Exercise details:
Can you render everything from the row containing "ridge in this photo." down to the last row as a Markdown table with two columns, No and Entry, where No numbers each row and Entry holds its line, leaving out any blank lines?

>> begin

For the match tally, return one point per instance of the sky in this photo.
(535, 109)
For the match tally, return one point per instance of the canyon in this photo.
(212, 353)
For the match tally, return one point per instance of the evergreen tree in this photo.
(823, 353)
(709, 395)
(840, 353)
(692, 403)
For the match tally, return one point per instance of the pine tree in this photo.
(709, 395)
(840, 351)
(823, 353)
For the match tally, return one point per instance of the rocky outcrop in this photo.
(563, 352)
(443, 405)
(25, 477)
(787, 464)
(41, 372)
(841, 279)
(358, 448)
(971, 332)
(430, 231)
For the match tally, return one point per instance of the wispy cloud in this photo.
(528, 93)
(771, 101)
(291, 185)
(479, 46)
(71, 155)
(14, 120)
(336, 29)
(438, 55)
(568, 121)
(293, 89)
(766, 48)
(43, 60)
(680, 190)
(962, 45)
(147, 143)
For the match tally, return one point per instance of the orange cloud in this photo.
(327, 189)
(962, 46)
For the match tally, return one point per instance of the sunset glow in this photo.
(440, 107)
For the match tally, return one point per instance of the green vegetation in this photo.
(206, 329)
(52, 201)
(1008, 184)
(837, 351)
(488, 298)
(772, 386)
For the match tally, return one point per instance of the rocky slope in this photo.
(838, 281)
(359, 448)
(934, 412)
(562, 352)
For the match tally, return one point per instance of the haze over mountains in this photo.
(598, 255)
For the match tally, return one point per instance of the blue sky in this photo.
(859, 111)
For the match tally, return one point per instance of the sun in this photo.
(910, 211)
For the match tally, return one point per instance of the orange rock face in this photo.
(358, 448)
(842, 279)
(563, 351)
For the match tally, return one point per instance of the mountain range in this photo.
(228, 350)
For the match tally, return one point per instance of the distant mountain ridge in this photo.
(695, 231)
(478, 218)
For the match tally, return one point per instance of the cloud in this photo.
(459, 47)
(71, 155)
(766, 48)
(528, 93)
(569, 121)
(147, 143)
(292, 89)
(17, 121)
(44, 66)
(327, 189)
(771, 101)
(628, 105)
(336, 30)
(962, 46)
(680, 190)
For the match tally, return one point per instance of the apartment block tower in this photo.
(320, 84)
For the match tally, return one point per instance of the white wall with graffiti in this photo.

>> end

Output for this exercise:
| No | Entry |
|---|---|
| 1 | For the match tally, return one point per instance of the distant mountain ridge in this photo. |
| 2 | (695, 231) |
| 3 | (478, 218) |
| 4 | For the match tally, return one point per instance of the cloud in this photo. |
| 5 | (459, 47) |
| 6 | (71, 155) |
| 7 | (766, 48) |
| 8 | (528, 93) |
| 9 | (569, 121) |
| 10 | (147, 143) |
| 11 | (292, 89) |
| 12 | (17, 121) |
| 13 | (44, 66) |
| 14 | (327, 189) |
| 15 | (771, 101) |
| 16 | (628, 105) |
| 17 | (336, 30) |
| 18 | (962, 46) |
| 19 | (680, 190) |
| 20 | For the match tally, return one point per instance of the apartment block tower in this photo. |
| 21 | (320, 84) |
| 22 | For the match tally, return one point per instance of the white wall with graffiti in this photo. |